Existential Beauty: A Primer [2017-01-11]Today the lineage between mid 20th century minimalism and what passes now as ambient music is mostly obscured. But lying beneath the sedimented layers of electronic haze, lazily sequenced techno and new-age indulgence there is a history that broaches some of avant-garde art's most pressing concerns. Questions around form, the centrality of the author, of the artist's relationship with the wider environment, and even the status of art and artistic consumption itself; all of these were present in the American milieu from which Harold Budd emerged. Born in Los Angeles in 1936 Budd was brought up in the tiny town of Victorville in the Mojave Desert where the light, wide and often desolate spaces would come to exert a permanent influence on him. In the late 50s he played duets with Albert Ayler in a army marching band before taking up studies in composition at the University of Southern California.
During this time he imbibed the minimalist ethos of artists like Mark Rothko and composers Morton Feldman, Terry Riley and La Monte Young, producing a series of increasingly abstract works that distilled his musical language to ever greater degree. After the drone pieces Coeur d'Orr and The Oak of the Golden Dreams in the late 60s finally came the solo gong composition Lirio after which Budd claims he realised he had minimalised himself out of a career. When he returned to composition in 1972 the music he created eschewed the vanishing trajectory of avant-garde minimalism for a pure "existential prettiness" that was in his own words in the record's notes "mindless, shallow and utterly devastating". The suite of chamber pieces he produced in this style were to coalesce into Budd's debut album The Pavilion of Dreams in 1978. The record was instigated and eventually produced by doyen of ambient music himself Brian Eno after he was given a tape of a performance of Budd's Madrigals of the Rose Angel by Gavin Bryars and Michael Nyman, both of whom ended up playing at the recording sessions for the album in Notting Hill.

• **INSTRUCTION**
Reproduce the Harold Budd primer above in full, word for word.

• **ITEMS**

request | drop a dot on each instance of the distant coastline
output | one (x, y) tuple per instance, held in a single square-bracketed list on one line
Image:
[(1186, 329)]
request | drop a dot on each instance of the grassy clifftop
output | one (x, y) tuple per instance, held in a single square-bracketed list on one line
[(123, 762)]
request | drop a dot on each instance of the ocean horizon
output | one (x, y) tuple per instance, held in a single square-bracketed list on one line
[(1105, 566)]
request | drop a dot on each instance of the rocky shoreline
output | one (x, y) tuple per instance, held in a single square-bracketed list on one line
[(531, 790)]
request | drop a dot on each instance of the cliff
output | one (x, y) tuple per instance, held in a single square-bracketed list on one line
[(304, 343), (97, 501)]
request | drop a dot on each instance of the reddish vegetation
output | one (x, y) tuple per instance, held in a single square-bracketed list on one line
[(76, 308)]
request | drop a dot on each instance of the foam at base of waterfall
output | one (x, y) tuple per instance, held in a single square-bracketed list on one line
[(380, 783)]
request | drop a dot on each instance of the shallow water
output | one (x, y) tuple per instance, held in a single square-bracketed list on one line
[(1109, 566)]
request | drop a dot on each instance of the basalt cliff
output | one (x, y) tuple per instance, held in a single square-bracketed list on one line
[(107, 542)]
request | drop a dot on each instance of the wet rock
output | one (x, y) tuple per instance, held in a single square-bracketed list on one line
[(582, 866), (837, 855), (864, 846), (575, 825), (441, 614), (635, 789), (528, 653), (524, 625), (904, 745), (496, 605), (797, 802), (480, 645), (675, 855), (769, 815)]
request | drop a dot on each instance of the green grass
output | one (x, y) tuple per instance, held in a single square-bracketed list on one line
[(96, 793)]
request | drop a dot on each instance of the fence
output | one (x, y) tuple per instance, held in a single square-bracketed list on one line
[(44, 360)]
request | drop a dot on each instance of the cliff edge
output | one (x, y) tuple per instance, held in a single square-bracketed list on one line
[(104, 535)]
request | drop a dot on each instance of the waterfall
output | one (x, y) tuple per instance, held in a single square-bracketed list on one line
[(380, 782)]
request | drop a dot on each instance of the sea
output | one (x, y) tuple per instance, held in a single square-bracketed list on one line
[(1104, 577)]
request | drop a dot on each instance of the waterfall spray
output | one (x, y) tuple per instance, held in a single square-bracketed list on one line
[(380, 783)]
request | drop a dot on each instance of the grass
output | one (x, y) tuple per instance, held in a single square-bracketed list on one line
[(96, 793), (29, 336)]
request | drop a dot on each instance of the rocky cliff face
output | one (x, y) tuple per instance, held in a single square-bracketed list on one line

• **RESULT**
Existential Beauty: A Primer [2017-01-11]Today the lineage between mid 20th century minimalism and what passes now as ambient music is mostly obscured. But lying beneath the sedimented layers of electronic haze, lazily sequenced techno and new-age indulgence there is a history that broaches some of avant-garde art's most pressing concerns. Questions around form, the centrality of the author, of the artist's relationship with the wider environment, and even the status of art and artistic consumption itself; all of these were present in the American milieu from which Harold Budd emerged. Born in Los Angeles in 1936 Budd was brought up in the tiny town of Victorville in the Mojave Desert where the light, wide and often desolate spaces would come to exert a permanent influence on him. In the late 50s he played duets with Albert Ayler in a army marching band before taking up studies in composition at the University of Southern California.
During this time he imbibed the minimalist ethos of artists like Mark Rothko and composers Morton Feldman, Terry Riley and La Monte Young, producing a series of increasingly abstract works that distilled his musical language to ever greater degree. After the drone pieces Coeur d'Orr and The Oak of the Golden Dreams in the late 60s finally came the solo gong composition Lirio after which Budd claims he realised he had minimalised himself out of a career. When he returned to composition in 1972 the music he created eschewed the vanishing trajectory of avant-garde minimalism for a pure "existential prettiness" that was in his own words in the record's notes "mindless, shallow and utterly devastating". The suite of chamber pieces he produced in this style were to coalesce into Budd's debut album The Pavilion of Dreams in 1978. The record was instigated and eventually produced by doyen of ambient music himself Brian Eno after he was given a tape of a performance of Budd's Madrigals of the Rose Angel by Gavin Bryars and Michael Nyman, both of whom ended up playing at the recording sessions for the album in Notting Hill.